[start]

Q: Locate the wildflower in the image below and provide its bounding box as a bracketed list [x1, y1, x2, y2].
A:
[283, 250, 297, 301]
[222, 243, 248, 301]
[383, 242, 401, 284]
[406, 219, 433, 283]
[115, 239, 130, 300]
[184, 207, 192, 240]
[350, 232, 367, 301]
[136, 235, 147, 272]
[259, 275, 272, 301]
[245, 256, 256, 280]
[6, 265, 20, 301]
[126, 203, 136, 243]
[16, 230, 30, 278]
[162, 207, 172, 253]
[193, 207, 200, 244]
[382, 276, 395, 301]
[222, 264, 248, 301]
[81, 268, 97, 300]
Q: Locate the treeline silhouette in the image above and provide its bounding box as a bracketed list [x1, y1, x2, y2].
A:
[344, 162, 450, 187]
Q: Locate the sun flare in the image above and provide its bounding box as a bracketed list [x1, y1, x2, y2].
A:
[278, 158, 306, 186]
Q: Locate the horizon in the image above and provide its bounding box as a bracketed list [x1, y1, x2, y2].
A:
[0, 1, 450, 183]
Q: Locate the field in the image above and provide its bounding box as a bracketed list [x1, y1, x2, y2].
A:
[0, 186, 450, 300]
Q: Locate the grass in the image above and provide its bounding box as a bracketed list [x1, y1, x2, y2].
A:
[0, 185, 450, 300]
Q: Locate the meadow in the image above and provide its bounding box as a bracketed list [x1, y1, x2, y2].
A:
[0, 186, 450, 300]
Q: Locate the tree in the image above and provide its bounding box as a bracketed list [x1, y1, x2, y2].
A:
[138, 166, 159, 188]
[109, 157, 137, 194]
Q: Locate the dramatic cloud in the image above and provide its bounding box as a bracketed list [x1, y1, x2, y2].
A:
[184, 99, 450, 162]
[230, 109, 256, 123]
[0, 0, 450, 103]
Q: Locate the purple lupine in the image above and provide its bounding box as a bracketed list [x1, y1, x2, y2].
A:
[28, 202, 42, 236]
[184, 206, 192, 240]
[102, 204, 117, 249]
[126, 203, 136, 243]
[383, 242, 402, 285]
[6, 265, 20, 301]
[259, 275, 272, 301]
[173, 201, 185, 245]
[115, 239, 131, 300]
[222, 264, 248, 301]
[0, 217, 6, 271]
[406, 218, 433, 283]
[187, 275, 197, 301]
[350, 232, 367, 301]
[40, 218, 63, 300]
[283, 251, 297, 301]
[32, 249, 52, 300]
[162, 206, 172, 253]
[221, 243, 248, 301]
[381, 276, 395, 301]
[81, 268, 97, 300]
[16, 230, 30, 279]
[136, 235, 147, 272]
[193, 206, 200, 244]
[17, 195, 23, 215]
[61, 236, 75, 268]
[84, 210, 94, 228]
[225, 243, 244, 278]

[end]

Task prompt:
Rewrite all of the lines above, changing each "bracketed list" to "list in square brackets" and leaving the rest untouched.

Response:
Q: Locate the wildflower in the image below and provide its bounding box as a list in square brackets [x1, y1, x2, y2].
A:
[283, 250, 297, 301]
[222, 243, 248, 301]
[383, 242, 401, 284]
[406, 219, 433, 283]
[115, 239, 130, 300]
[184, 207, 192, 240]
[350, 232, 367, 301]
[136, 235, 147, 272]
[259, 275, 272, 301]
[245, 256, 256, 280]
[6, 265, 20, 301]
[126, 203, 136, 243]
[16, 230, 30, 278]
[162, 207, 172, 253]
[193, 207, 200, 244]
[382, 276, 395, 301]
[222, 264, 248, 301]
[81, 268, 97, 300]
Q: Locate the treeline silhouette in the image above and provide its bounding box as a list in square brackets [x1, y1, x2, y2].
A:
[344, 162, 450, 187]
Q: Locate the sun flare in the image above and provide its bounding box as a list in square brackets [x1, y1, x2, y2].
A:
[278, 158, 306, 186]
Q: Locate the horizon in the image above and provide its bounding box as a list in square brackets [x1, y1, x2, y2].
A:
[0, 1, 450, 183]
Q: Locate the field in the image above and provide its bounding box as a list in square brackets [x1, y1, x2, y2].
A:
[0, 186, 450, 300]
Q: Locate the grass in the image above and provide its bounding box as a list in square brackets [x1, y1, x2, y2].
A:
[0, 185, 450, 300]
Q: Locate the meadow in the image above and provide its bounding box as a list in square brackets [x1, y1, x2, y2].
A:
[0, 186, 450, 300]
Q: Locate the tree in the image above and provide its bounding box as a list in square brackets [x1, y1, x2, y2].
A:
[138, 166, 159, 188]
[109, 157, 137, 194]
Q: Locate the dramatic cloud in the image above and provide its bounding box as a list in square brackets [x1, y1, x2, y2].
A:
[184, 99, 450, 162]
[230, 109, 256, 123]
[0, 0, 450, 103]
Q: Locate the purple lupine in the image above and provide its bounding box as a list in square brackets [x1, y1, x2, y2].
A:
[28, 202, 42, 236]
[184, 206, 192, 240]
[102, 204, 117, 249]
[126, 203, 136, 243]
[383, 242, 402, 285]
[6, 265, 20, 301]
[259, 275, 272, 301]
[173, 201, 185, 245]
[115, 239, 131, 300]
[222, 264, 248, 301]
[0, 217, 6, 271]
[406, 218, 433, 283]
[187, 275, 197, 301]
[350, 232, 367, 301]
[40, 218, 63, 300]
[283, 251, 297, 301]
[32, 249, 52, 300]
[162, 206, 172, 253]
[221, 243, 248, 301]
[381, 276, 395, 301]
[81, 268, 97, 300]
[16, 230, 30, 279]
[136, 235, 147, 272]
[193, 206, 200, 244]
[17, 195, 23, 215]
[61, 236, 75, 268]
[84, 210, 94, 228]
[225, 243, 244, 278]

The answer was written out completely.